WRITTEN REQUEST: Return each line of the records below that contains the word "tall".

::::::::

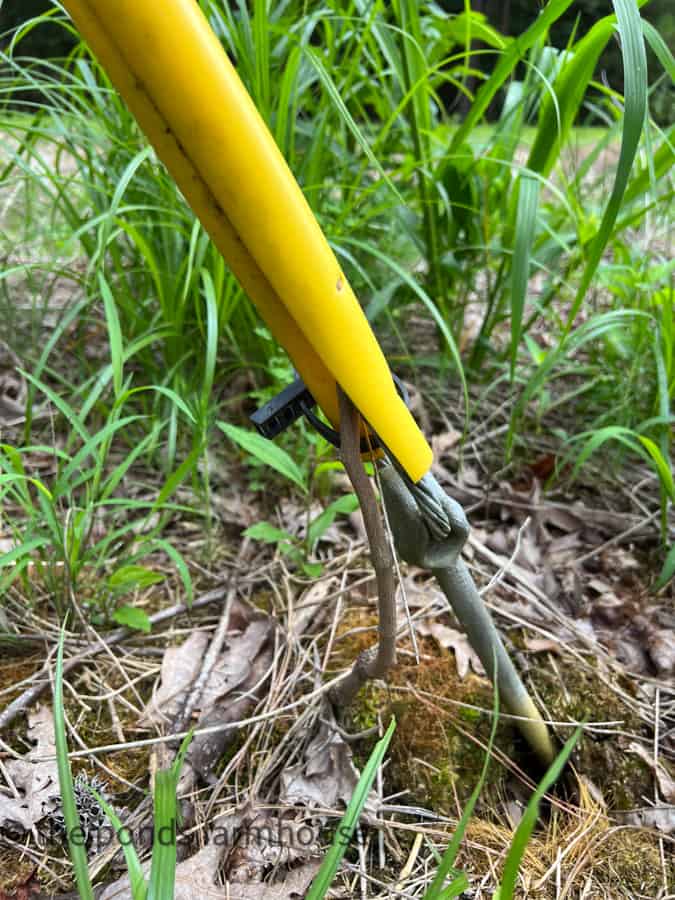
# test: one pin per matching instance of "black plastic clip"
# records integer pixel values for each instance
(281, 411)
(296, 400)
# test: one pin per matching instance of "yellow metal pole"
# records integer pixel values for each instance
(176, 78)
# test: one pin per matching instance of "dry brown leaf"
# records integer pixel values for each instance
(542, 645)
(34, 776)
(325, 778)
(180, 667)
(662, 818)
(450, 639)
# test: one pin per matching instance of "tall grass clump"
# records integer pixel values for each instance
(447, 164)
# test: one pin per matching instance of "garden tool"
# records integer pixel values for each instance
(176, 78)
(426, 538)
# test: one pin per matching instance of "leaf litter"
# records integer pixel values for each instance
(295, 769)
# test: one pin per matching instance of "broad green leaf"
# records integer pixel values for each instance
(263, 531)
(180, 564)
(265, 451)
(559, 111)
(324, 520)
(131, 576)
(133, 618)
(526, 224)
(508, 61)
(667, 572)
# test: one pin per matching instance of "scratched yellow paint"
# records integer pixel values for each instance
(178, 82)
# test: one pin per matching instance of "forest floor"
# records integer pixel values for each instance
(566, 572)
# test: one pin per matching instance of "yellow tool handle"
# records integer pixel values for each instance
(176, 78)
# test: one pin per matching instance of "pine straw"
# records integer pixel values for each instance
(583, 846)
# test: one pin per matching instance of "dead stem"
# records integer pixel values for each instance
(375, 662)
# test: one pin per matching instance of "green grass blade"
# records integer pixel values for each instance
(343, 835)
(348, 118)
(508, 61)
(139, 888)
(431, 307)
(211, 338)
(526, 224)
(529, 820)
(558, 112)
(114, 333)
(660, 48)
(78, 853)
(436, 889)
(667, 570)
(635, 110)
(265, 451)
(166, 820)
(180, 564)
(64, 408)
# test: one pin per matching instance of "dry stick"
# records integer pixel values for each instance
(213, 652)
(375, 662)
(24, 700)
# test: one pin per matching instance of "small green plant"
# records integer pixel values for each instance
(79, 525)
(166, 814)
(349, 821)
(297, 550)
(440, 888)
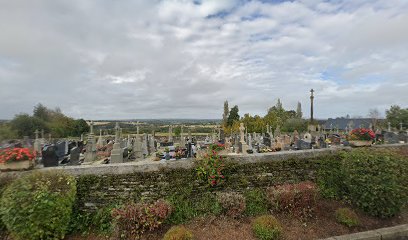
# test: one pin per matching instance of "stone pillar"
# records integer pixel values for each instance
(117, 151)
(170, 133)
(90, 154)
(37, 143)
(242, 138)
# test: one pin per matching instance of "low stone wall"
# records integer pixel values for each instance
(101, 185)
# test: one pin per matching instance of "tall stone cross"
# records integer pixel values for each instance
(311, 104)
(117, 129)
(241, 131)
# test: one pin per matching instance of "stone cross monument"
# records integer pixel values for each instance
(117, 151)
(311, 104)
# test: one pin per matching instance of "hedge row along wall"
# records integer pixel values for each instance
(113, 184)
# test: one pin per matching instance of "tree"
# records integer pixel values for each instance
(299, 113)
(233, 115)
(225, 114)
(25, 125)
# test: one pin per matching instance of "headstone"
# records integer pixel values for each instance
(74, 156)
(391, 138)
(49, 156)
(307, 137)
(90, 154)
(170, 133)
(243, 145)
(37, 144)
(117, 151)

::::::::

ANSWER FOR THE TASK:
# test: one pin per matching instance of "tall grass clump"
# test: one pin per matching instance of "tall stone cross"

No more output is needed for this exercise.